## [SET TASK]
Rewrite each row below, changing "marker" to "pin" wherever it occurs and keeping everything else the same.

....

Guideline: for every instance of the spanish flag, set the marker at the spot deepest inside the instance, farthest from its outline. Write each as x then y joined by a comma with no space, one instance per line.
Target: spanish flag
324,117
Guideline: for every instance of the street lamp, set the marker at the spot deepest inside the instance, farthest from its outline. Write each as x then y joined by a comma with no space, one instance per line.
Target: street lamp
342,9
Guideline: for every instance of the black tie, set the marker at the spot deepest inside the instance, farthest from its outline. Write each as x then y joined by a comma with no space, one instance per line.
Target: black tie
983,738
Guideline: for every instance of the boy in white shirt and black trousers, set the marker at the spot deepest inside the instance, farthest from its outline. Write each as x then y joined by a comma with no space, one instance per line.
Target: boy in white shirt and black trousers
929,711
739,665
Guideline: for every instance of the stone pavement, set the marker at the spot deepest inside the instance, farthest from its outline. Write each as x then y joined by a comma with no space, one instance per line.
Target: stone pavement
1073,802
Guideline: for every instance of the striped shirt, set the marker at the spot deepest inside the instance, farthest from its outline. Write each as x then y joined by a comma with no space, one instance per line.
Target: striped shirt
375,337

....

## [TASK SOLUTION]
Guideline: for every instance of the spanish flag, set the pin at the spot deepest inside the instance, farthest from its outline. Write each as x then y joined by a comma with no space, one instance per line.
Target: spanish flag
324,117
Guideline: for every instance of the street lamp, set the pin at the spot deepest inside the instance, farthest from its outline. Write each as x then y joined by a comma with no space, one instance per line.
Target: street lamp
342,9
Guideline: for every instance of the black tie, set the pin at the spot deepest inside the instance, farthest from its outline. Write each as x then y joined by a comma with no space, one instance per line.
Target: black tie
983,738
Guideline: for every instance of the boy in white shirt and black trousers, set the pin at the spot deepest inside the instance, farthest from its outline. Write each as x then y joined by a comma with no space, one instance per line.
Target: boy in white shirt and black trousers
929,711
739,665
Guideline: for every instance of the stone pavement, set the pin at the spot deepest inside the instance, farthest from its outline. Write each as x then y joined by a comma with no space, one instance per line.
Target: stone pavement
1073,802
Guideline: for every instance of the striped shirt, set the pin at the spot deepest inside the instance, farthest from its outline. Write each as x then y joined by a comma with no space, one instance per line.
Target: striped shirt
375,337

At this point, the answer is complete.